Dataset entries
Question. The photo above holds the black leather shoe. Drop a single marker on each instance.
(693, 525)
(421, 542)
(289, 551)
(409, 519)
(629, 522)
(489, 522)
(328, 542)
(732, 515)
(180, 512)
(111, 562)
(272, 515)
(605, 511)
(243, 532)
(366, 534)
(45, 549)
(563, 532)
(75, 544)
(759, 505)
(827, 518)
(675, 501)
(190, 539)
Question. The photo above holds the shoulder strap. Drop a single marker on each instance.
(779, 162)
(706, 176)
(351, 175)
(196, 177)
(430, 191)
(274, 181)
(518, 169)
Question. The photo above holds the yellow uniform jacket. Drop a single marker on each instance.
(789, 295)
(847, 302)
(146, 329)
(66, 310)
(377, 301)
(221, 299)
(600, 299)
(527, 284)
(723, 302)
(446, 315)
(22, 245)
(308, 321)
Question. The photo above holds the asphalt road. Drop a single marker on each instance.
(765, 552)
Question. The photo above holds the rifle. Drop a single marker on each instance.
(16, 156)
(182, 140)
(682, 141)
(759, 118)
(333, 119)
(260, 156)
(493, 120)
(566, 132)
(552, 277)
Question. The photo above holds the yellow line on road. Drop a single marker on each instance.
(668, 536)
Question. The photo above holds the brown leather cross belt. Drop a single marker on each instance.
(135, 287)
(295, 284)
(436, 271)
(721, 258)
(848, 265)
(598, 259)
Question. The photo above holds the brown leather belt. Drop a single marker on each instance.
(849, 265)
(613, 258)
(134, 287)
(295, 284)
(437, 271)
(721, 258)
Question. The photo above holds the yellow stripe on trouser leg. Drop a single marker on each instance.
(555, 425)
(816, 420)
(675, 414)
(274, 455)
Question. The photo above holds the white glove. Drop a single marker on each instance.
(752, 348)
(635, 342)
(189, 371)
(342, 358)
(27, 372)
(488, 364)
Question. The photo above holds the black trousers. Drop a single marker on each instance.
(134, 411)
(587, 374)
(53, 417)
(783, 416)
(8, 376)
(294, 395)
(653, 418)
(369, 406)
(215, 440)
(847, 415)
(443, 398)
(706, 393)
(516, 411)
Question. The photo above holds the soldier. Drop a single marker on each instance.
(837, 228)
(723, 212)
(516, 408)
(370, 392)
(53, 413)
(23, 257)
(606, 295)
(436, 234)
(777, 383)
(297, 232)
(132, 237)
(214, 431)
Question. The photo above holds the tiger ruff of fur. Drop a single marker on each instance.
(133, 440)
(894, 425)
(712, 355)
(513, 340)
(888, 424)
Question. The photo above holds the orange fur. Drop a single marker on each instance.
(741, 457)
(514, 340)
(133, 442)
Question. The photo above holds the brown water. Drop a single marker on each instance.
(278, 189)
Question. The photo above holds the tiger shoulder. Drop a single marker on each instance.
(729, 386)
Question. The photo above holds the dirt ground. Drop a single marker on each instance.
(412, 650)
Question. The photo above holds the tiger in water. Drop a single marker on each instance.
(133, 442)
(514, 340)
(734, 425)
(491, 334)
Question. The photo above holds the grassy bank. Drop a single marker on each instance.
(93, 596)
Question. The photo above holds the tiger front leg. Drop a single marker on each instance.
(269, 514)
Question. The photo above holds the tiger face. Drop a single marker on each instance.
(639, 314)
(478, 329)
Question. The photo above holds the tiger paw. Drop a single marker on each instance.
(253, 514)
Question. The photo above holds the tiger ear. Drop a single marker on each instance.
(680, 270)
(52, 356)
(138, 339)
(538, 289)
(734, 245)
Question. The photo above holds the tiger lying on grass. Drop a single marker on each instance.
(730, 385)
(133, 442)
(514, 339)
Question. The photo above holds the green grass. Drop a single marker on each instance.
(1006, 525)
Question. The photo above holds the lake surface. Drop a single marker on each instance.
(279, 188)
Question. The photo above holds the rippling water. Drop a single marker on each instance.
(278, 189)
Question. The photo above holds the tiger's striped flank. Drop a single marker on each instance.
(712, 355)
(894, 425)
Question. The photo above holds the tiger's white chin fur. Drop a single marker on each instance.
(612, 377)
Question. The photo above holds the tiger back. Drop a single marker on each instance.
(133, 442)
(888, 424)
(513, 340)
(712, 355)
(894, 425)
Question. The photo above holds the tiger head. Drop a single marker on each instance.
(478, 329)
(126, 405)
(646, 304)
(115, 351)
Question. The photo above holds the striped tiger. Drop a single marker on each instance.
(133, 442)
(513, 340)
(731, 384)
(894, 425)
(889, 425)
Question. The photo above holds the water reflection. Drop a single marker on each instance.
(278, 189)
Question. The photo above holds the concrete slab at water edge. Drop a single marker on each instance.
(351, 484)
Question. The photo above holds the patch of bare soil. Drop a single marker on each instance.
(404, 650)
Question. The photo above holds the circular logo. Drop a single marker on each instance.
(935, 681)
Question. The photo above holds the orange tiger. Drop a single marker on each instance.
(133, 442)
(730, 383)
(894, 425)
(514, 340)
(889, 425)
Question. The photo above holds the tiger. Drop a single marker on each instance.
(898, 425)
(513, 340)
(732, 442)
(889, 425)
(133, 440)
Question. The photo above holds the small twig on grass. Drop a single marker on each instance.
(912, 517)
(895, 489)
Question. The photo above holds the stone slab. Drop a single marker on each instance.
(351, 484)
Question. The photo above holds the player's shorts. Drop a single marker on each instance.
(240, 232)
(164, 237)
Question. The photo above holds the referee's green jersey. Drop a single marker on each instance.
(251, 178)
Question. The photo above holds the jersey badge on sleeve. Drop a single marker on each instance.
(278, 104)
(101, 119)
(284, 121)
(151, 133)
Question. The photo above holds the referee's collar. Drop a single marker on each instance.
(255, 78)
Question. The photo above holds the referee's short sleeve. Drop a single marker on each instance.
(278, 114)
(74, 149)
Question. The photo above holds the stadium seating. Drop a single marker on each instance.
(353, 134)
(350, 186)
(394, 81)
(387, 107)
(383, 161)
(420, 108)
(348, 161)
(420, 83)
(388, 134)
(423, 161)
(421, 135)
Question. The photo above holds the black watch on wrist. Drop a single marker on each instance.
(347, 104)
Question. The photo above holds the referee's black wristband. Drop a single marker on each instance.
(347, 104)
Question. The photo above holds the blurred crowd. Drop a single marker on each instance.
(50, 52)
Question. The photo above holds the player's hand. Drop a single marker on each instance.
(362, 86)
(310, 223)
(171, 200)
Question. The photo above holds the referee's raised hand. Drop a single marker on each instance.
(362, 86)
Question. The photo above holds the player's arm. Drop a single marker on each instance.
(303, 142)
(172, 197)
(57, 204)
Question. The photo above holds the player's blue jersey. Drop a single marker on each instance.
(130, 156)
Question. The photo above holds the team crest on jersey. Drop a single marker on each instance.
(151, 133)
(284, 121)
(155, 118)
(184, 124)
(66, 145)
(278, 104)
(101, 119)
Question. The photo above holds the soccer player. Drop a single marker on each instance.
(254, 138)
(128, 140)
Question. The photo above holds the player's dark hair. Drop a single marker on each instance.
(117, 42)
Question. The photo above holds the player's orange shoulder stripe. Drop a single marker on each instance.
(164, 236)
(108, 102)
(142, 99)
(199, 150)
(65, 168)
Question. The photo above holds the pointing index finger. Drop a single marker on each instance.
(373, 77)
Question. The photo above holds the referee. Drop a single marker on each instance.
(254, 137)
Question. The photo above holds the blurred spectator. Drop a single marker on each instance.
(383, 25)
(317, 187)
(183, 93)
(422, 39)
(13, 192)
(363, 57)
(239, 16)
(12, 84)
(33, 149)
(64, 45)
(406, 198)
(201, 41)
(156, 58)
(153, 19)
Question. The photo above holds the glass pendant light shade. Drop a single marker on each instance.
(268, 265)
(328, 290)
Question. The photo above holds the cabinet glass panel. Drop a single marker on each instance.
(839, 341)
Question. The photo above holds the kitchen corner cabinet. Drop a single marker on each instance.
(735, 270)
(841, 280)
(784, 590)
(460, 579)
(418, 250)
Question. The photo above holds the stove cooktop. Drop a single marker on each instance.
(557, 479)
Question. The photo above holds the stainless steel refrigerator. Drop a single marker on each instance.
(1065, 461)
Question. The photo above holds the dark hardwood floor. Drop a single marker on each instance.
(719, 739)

TASK OBJECTIVE: At the line containing "Question. The photo above holds the dark", start copying. Continue exactly through the final line of the entries above and stop there.

TASK SOLUTION:
Question. The photo above holds the dark hardwood floor. Drop a single marker on each instance.
(719, 739)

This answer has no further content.